> WHAT NEEDS TO BE DONE
An unchanged copy of each entry below is needed; keep the pictures out of it.
[DATA EXCERPTS]
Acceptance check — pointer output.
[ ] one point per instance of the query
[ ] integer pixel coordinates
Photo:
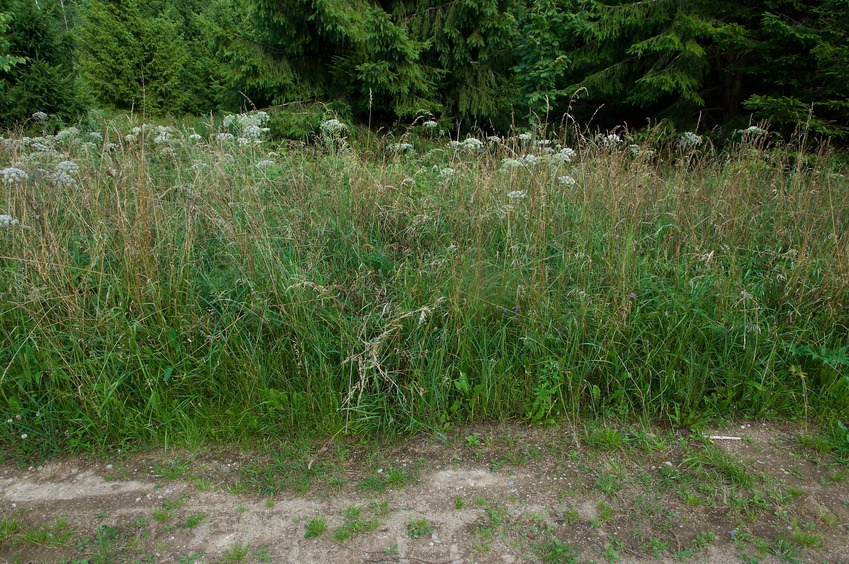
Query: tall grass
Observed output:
(177, 291)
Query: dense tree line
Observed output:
(486, 62)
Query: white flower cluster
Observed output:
(249, 127)
(12, 175)
(689, 140)
(7, 221)
(611, 140)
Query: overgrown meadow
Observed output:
(186, 286)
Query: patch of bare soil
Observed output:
(757, 493)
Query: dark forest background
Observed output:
(481, 63)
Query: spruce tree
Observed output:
(43, 78)
(134, 60)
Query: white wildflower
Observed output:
(567, 154)
(611, 139)
(7, 221)
(13, 175)
(252, 131)
(163, 135)
(333, 128)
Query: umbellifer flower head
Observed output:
(12, 175)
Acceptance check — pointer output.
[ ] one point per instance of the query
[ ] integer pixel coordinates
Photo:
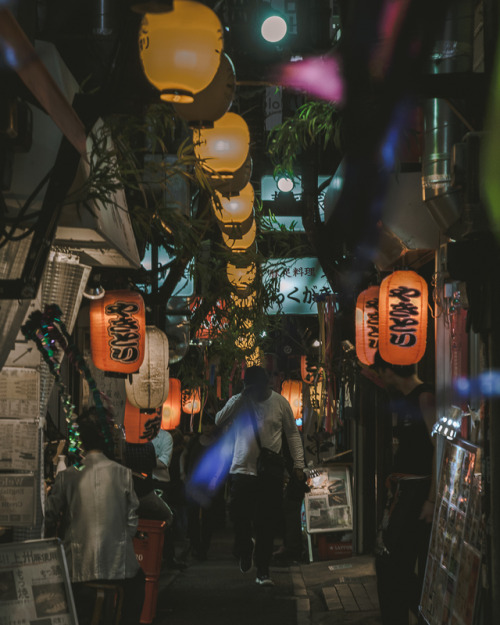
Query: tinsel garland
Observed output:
(49, 333)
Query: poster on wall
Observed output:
(454, 561)
(34, 584)
(18, 495)
(328, 505)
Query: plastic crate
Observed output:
(150, 600)
(148, 546)
(330, 548)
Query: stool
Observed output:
(107, 595)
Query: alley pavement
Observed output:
(215, 592)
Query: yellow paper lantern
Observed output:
(241, 278)
(240, 244)
(117, 331)
(180, 50)
(367, 325)
(172, 406)
(223, 148)
(292, 391)
(403, 301)
(232, 184)
(211, 103)
(148, 388)
(237, 208)
(191, 401)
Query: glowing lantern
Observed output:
(239, 244)
(367, 325)
(117, 331)
(241, 278)
(223, 148)
(236, 208)
(172, 409)
(292, 391)
(180, 50)
(148, 388)
(210, 104)
(233, 184)
(140, 426)
(245, 342)
(191, 402)
(403, 301)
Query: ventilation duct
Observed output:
(443, 128)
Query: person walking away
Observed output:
(255, 502)
(411, 492)
(95, 509)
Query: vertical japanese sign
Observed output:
(300, 282)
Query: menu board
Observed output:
(19, 393)
(454, 560)
(34, 584)
(328, 505)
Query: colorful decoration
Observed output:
(367, 325)
(50, 335)
(180, 50)
(148, 388)
(191, 401)
(117, 331)
(140, 426)
(172, 408)
(403, 301)
(292, 391)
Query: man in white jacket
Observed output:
(255, 503)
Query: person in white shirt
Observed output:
(255, 502)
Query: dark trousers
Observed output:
(133, 600)
(400, 570)
(255, 510)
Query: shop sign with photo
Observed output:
(450, 589)
(34, 584)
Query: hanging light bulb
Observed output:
(180, 50)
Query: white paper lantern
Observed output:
(148, 388)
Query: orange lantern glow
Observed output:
(367, 325)
(172, 408)
(241, 278)
(210, 104)
(140, 426)
(403, 301)
(292, 391)
(191, 401)
(240, 244)
(118, 331)
(223, 148)
(180, 50)
(237, 208)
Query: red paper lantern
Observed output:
(191, 402)
(292, 391)
(403, 301)
(172, 409)
(140, 426)
(118, 331)
(367, 325)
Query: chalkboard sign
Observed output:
(34, 584)
(454, 560)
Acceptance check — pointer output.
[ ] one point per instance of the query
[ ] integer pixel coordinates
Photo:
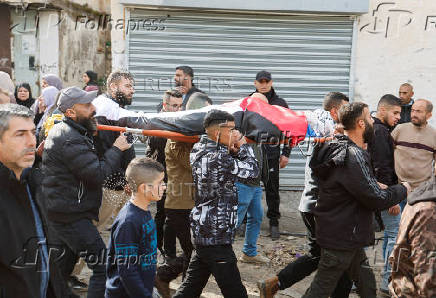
[/DATA EXCERPTS]
> REPLY TO THE TASK
Acceptance check — pointer output.
[ ] one point per instance of the query
[ ] integer pixel coordinates
Photo:
Query: tall grass
Observed output:
(177, 291)
Query: dense tree line
Observed output:
(486, 62)
Query: white flower cluster
Observed output:
(249, 127)
(12, 175)
(689, 140)
(7, 221)
(611, 140)
Query: overgrown meadow
Observed output:
(186, 286)
Query: patch of bare soil
Observed output:
(757, 493)
Query: dark forest background
Observed output:
(481, 63)
Query: spruce tree
Observed output:
(43, 78)
(134, 60)
Query: white wildflower
Observed output:
(567, 154)
(611, 139)
(7, 221)
(13, 175)
(252, 131)
(163, 135)
(333, 128)
Query: umbellifer flower head
Observed output:
(12, 175)
Acceptance check — pointer output.
[ ] one point per instance of the query
[ ] integer pixel coordinates
Photo:
Query: tinsel garland
Observed output:
(49, 333)
Query: poster on wall
Observed output:
(454, 561)
(34, 584)
(18, 495)
(328, 505)
Query: plastic crate
Observed output:
(150, 600)
(148, 546)
(330, 548)
Query: stool
Observed output:
(107, 595)
Query: alley pavement
Observed output:
(215, 592)
Query: yellow paper lantern
Observed output:
(241, 278)
(240, 244)
(117, 331)
(180, 50)
(367, 325)
(172, 406)
(223, 148)
(292, 391)
(403, 301)
(232, 184)
(211, 103)
(148, 388)
(237, 208)
(191, 401)
Query: glowing lantern
Observed output:
(239, 244)
(367, 325)
(117, 331)
(241, 278)
(223, 148)
(236, 208)
(172, 409)
(292, 391)
(180, 50)
(148, 388)
(210, 104)
(233, 184)
(140, 426)
(245, 342)
(191, 402)
(403, 301)
Query: ventilation duct
Observed output:
(443, 128)
Query: person walking away
Observed output:
(255, 502)
(411, 492)
(95, 509)
Query: vertical japanese sign
Observed output:
(300, 282)
Query: menu board
Observed output:
(19, 393)
(454, 560)
(34, 584)
(328, 505)
Query: colorful decoration
Observed output:
(367, 325)
(50, 335)
(180, 50)
(148, 388)
(191, 401)
(117, 331)
(140, 426)
(172, 408)
(403, 301)
(292, 391)
Query: man in white jacket
Observed output:
(255, 503)
Query: person in white shirt
Observed output:
(255, 502)
Query: dark trousers
Observed output:
(133, 600)
(400, 570)
(255, 510)
Query: shop sign with photo
Observed output:
(450, 589)
(34, 584)
Query: hanging light bulb
Observed output:
(180, 50)
Query: white paper lantern
Observed output:
(148, 388)
Query: orange lantern glow
Observed output:
(367, 325)
(172, 408)
(241, 278)
(210, 104)
(140, 426)
(403, 301)
(292, 391)
(191, 401)
(240, 244)
(118, 331)
(223, 148)
(180, 50)
(237, 208)
Query: red paper lantern
Observed output:
(191, 402)
(292, 391)
(403, 301)
(172, 409)
(140, 426)
(118, 331)
(367, 325)
Query: chalkboard sign
Observed output:
(34, 584)
(454, 560)
Acceptance check — pointer output.
[ ] one point per instance of the query
[ ] integer pixel coordinates
Photo:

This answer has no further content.